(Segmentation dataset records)
☆ ☆ ☆ ☆ ☆

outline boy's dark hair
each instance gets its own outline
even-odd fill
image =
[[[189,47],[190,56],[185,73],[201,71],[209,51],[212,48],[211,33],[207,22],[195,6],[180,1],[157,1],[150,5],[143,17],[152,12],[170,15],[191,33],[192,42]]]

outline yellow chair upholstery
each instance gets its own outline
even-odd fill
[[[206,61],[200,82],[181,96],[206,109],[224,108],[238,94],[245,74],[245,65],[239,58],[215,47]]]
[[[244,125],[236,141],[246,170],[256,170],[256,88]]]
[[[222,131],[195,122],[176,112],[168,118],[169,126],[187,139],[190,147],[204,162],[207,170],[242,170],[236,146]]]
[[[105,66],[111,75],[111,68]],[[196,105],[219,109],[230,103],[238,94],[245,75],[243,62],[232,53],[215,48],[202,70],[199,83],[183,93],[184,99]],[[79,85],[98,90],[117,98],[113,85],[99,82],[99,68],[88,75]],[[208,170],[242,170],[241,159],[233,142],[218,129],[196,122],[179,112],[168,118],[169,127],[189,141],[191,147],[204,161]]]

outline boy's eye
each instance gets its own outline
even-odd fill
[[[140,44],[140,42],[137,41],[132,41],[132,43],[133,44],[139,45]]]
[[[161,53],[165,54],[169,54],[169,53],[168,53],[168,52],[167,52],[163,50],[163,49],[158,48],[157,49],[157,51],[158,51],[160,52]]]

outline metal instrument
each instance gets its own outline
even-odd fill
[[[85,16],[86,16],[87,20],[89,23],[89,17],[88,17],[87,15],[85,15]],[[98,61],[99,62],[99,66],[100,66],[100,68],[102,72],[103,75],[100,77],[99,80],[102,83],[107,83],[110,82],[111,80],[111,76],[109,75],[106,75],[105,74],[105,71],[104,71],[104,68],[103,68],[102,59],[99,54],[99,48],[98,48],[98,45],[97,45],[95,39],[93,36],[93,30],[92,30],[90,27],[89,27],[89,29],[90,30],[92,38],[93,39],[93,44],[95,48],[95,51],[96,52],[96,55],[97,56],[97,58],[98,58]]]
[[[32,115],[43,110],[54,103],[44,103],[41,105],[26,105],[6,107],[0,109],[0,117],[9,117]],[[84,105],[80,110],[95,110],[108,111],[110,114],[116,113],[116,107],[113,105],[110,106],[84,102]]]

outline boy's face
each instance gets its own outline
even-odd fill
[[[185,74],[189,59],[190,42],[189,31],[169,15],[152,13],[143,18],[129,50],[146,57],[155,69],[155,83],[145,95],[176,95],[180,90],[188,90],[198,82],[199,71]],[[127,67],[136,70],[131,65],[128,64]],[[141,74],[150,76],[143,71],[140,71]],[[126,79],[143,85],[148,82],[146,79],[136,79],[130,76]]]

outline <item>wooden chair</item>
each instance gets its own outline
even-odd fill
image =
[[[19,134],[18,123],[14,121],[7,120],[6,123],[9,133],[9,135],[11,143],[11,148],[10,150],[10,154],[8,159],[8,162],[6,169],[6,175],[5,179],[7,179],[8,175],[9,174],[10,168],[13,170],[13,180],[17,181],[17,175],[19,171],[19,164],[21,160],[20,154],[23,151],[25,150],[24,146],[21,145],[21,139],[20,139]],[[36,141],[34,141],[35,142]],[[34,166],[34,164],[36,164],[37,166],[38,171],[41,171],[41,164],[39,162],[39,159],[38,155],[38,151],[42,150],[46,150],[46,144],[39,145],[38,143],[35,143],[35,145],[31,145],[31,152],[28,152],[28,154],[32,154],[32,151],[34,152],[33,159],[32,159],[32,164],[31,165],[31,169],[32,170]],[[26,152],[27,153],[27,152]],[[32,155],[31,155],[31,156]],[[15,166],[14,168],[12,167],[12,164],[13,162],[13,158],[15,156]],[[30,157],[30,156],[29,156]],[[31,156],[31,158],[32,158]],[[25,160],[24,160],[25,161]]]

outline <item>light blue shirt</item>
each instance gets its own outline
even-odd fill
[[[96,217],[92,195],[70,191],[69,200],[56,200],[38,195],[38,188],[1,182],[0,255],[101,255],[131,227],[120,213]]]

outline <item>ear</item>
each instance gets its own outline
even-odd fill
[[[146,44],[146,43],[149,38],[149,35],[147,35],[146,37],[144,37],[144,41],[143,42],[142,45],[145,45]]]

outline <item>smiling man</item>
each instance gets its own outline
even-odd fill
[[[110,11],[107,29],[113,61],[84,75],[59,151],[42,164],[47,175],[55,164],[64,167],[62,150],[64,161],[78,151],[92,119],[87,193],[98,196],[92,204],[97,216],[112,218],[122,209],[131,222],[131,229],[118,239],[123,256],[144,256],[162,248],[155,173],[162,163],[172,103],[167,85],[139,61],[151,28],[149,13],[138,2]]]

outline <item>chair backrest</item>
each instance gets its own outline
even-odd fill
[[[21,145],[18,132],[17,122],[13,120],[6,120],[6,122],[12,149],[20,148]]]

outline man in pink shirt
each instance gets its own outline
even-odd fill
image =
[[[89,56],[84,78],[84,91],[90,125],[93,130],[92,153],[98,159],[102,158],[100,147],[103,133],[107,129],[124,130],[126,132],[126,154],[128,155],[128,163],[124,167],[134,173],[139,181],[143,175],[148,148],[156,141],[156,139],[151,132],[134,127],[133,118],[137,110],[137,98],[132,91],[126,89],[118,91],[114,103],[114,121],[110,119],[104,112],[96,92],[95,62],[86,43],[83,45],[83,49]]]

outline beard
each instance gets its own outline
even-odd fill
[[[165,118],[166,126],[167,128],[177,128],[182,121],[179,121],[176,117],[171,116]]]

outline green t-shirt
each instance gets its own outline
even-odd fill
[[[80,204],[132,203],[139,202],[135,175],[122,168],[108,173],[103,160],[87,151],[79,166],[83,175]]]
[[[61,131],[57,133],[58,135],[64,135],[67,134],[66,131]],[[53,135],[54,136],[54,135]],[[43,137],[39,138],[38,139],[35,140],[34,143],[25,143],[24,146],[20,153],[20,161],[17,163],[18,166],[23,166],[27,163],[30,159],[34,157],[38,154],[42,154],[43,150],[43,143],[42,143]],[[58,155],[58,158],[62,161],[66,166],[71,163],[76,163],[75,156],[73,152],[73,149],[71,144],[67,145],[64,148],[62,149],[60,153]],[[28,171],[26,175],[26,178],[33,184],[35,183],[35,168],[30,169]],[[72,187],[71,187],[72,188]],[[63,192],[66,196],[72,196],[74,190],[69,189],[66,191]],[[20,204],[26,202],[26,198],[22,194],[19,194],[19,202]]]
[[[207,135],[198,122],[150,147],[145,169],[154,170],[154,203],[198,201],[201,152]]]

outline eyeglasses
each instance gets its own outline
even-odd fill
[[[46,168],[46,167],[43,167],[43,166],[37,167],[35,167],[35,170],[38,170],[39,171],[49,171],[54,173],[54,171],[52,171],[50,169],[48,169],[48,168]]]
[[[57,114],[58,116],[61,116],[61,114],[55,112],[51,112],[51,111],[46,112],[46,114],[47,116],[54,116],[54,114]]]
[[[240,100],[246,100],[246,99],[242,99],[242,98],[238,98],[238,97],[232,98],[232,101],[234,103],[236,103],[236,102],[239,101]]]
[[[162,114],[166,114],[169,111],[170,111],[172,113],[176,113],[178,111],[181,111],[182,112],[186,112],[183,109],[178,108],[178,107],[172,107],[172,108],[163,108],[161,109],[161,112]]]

☆ ☆ ☆ ☆ ☆

Your goal:
Repeat each record in full; every line must match exactly.

Full answer:
outline boy's dark hair
each instance gets its own outline
even-odd fill
image =
[[[189,47],[190,56],[185,73],[201,71],[209,51],[212,48],[211,33],[207,22],[195,6],[180,1],[157,1],[150,5],[143,17],[152,12],[170,15],[191,33],[192,42]]]

outline yellow chair upholstery
each instance gets its own outline
even-odd fill
[[[206,61],[200,82],[181,96],[206,109],[224,108],[238,94],[245,74],[245,65],[239,58],[215,47]]]
[[[244,125],[236,141],[246,170],[256,170],[256,88]]]
[[[222,131],[195,122],[176,112],[168,118],[169,126],[187,139],[190,147],[204,162],[207,170],[242,170],[236,146]]]
[[[105,66],[111,75],[111,68]],[[196,105],[219,109],[230,103],[238,94],[245,75],[243,62],[232,53],[215,48],[202,70],[199,83],[183,93],[184,99]],[[79,85],[98,90],[117,98],[113,85],[99,82],[99,68],[88,75]],[[208,170],[242,170],[241,159],[233,142],[218,129],[196,122],[179,112],[168,118],[169,127],[189,141],[191,147],[204,161]]]

outline boy's eye
each instance gets its own outline
even-odd fill
[[[140,44],[140,42],[137,41],[132,41],[132,43],[133,44],[139,45]]]
[[[161,53],[165,54],[169,54],[169,53],[168,53],[168,52],[167,52],[163,50],[163,49],[158,48],[157,49],[157,51],[158,51],[160,52]]]

outline metal instrument
each instance gets its own outline
even-odd fill
[[[85,16],[86,16],[87,20],[89,23],[89,17],[88,17],[87,15],[85,15]],[[98,61],[99,62],[99,66],[100,66],[100,68],[102,72],[103,75],[100,77],[99,80],[102,83],[107,83],[110,82],[111,80],[111,76],[109,75],[106,75],[105,74],[105,71],[104,71],[104,68],[103,68],[102,59],[99,54],[99,48],[98,48],[98,45],[97,45],[95,39],[93,36],[93,30],[92,30],[90,27],[89,27],[89,29],[90,30],[92,38],[93,39],[93,44],[95,48],[95,51],[96,52],[96,55],[97,56],[97,58],[98,58]]]
[[[32,115],[43,110],[54,103],[44,103],[41,105],[26,105],[6,107],[0,109],[0,117],[9,117]],[[84,105],[80,110],[95,110],[108,111],[110,114],[116,113],[116,107],[113,105],[110,106],[84,102]]]

outline boy's face
each instance gets its own outline
even-odd fill
[[[185,74],[189,59],[190,42],[189,31],[169,15],[152,13],[143,18],[129,50],[146,57],[155,69],[155,83],[145,95],[176,95],[180,90],[188,90],[198,82],[199,71]],[[127,67],[136,70],[131,65],[128,64]],[[141,74],[150,76],[143,71],[140,71]],[[126,79],[143,85],[148,82],[146,79],[136,79],[130,76]]]

outline <item>wooden chair</item>
each instance gets its own outline
even-odd fill
image =
[[[19,134],[18,123],[14,121],[7,120],[6,123],[9,133],[9,135],[11,143],[11,148],[10,150],[10,154],[8,159],[8,162],[6,169],[6,175],[5,179],[7,179],[8,175],[9,174],[10,168],[13,170],[13,180],[17,181],[17,175],[19,171],[19,164],[21,160],[20,154],[23,151],[25,150],[24,146],[21,145],[21,139],[20,139]],[[36,141],[34,141],[35,142]],[[34,166],[34,164],[36,164],[37,166],[38,171],[41,171],[41,164],[39,162],[39,159],[38,155],[38,151],[42,150],[46,150],[46,144],[39,145],[38,143],[35,143],[35,145],[31,145],[31,152],[28,152],[28,154],[32,154],[32,151],[34,152],[33,159],[32,159],[32,164],[31,165],[31,169],[32,170]],[[26,152],[27,153],[27,152]],[[32,155],[31,155],[31,156]],[[15,166],[14,168],[12,167],[12,164],[13,162],[13,158],[15,156]],[[30,157],[30,156],[29,156]],[[31,156],[31,158],[32,158]],[[25,160],[24,160],[25,161]]]

outline <item>light blue shirt</item>
each instance gets its own outline
even-odd fill
[[[96,217],[92,195],[70,191],[69,200],[56,200],[38,195],[38,188],[1,182],[0,255],[101,255],[131,227],[120,213]]]

outline <item>ear</item>
each instance gets its own outline
even-odd fill
[[[146,44],[146,43],[149,38],[149,35],[147,35],[146,37],[144,37],[144,41],[143,42],[142,45],[145,45]]]

outline <item>smiling man</item>
each instance gets its own outline
even-odd fill
[[[110,11],[107,29],[113,61],[84,75],[59,151],[42,164],[47,175],[55,164],[64,167],[62,150],[64,161],[78,151],[92,119],[87,193],[98,196],[92,204],[97,216],[112,218],[122,209],[131,222],[131,229],[118,239],[123,256],[144,256],[162,248],[155,173],[162,163],[172,103],[167,85],[139,61],[151,28],[149,13],[138,2]]]

outline <item>chair backrest</item>
each instance gets its own outline
even-odd fill
[[[21,145],[18,132],[17,122],[13,120],[6,120],[6,122],[12,149],[20,148]]]

outline man in pink shirt
each instance gets its own outline
even-odd fill
image =
[[[89,56],[84,78],[84,91],[90,125],[93,130],[92,153],[98,159],[102,158],[100,147],[103,133],[107,129],[124,130],[126,132],[126,154],[128,155],[128,163],[124,167],[134,173],[139,181],[143,175],[148,148],[156,141],[156,139],[151,132],[134,127],[133,118],[137,110],[137,98],[132,91],[126,89],[118,91],[114,103],[114,121],[110,119],[104,112],[96,92],[95,62],[86,43],[83,45],[83,49]]]

outline beard
each instance gets its own outline
even-odd fill
[[[165,118],[166,126],[167,128],[177,128],[182,121],[179,121],[176,117],[171,116]]]

outline green t-shirt
each instance gets its own outline
even-odd fill
[[[80,204],[132,203],[139,202],[135,175],[122,168],[108,173],[103,160],[87,151],[79,166],[83,175]]]
[[[61,131],[57,133],[58,135],[64,135],[67,134],[66,131]],[[53,135],[54,136],[54,135]],[[43,137],[39,138],[38,139],[35,140],[34,143],[25,143],[24,146],[20,153],[20,161],[17,163],[18,166],[23,166],[27,163],[30,159],[34,157],[38,154],[42,154],[43,150],[43,143],[42,143]],[[58,155],[58,158],[62,161],[66,166],[71,163],[76,163],[75,156],[73,152],[73,149],[71,144],[67,145],[64,148],[62,149],[60,153]],[[28,171],[26,175],[26,178],[33,184],[35,183],[35,168],[30,169]],[[72,187],[71,187],[72,188]],[[63,192],[66,196],[72,196],[74,190],[69,189],[66,191]],[[20,204],[26,202],[26,198],[22,194],[19,194],[19,202]]]
[[[207,135],[198,122],[150,147],[145,169],[154,170],[154,203],[198,201],[201,152]]]

outline eyeglasses
each instance gets its own outline
even-odd fill
[[[46,168],[46,167],[43,167],[43,166],[37,167],[35,167],[35,170],[38,170],[39,171],[49,171],[54,173],[54,171],[52,171],[50,169],[48,169],[48,168]]]
[[[57,114],[58,116],[61,116],[61,114],[55,112],[51,112],[51,111],[46,112],[46,114],[47,116],[54,116],[54,114]]]
[[[240,100],[246,100],[246,99],[242,99],[242,98],[238,98],[238,97],[232,98],[232,101],[234,103],[236,103],[236,102],[239,101]]]
[[[162,114],[166,114],[169,111],[170,111],[172,113],[176,113],[178,111],[181,111],[182,112],[186,112],[183,109],[178,108],[178,107],[172,107],[172,108],[163,108],[161,109],[161,112]]]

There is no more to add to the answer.